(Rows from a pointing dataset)
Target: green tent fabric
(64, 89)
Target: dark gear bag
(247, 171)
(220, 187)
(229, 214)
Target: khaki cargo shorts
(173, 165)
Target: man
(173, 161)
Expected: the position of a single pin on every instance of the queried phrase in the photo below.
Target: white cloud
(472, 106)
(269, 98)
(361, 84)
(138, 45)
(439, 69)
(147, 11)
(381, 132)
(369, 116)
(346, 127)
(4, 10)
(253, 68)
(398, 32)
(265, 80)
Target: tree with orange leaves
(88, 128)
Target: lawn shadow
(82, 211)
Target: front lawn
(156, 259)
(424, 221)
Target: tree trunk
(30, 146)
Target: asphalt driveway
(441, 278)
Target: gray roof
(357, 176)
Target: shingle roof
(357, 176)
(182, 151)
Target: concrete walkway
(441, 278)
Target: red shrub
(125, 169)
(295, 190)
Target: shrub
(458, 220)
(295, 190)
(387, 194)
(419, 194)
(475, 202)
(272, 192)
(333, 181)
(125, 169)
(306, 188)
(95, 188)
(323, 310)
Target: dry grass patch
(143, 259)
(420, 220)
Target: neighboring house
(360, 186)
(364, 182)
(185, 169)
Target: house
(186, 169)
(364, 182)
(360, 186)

---

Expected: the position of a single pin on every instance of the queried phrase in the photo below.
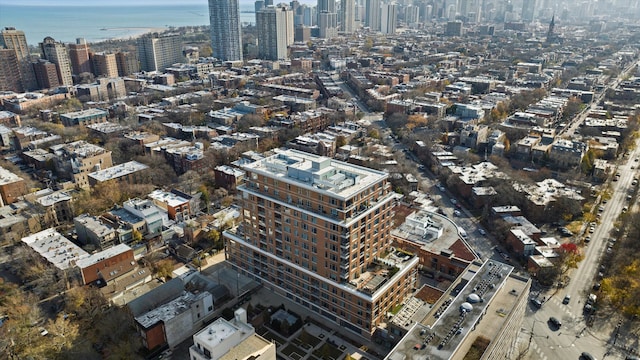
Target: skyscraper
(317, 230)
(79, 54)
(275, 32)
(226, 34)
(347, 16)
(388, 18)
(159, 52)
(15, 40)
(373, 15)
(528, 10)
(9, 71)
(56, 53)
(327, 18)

==

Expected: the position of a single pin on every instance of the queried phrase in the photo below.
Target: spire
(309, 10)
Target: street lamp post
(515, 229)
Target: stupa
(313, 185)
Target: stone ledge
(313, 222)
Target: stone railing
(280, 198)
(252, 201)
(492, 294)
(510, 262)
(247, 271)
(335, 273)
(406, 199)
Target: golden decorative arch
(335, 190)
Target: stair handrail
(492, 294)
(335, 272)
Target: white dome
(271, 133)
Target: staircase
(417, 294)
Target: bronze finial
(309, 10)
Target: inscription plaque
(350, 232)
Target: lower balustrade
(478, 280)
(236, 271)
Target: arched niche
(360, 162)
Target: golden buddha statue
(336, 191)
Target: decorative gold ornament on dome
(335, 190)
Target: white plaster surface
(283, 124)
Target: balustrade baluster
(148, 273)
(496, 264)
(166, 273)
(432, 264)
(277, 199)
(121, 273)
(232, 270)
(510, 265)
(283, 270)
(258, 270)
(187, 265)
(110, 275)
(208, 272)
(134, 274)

= Exercise brief =
Report how many lines of the data above contain the string "lawn", treating case as significant, and give only that number.

= Result =
2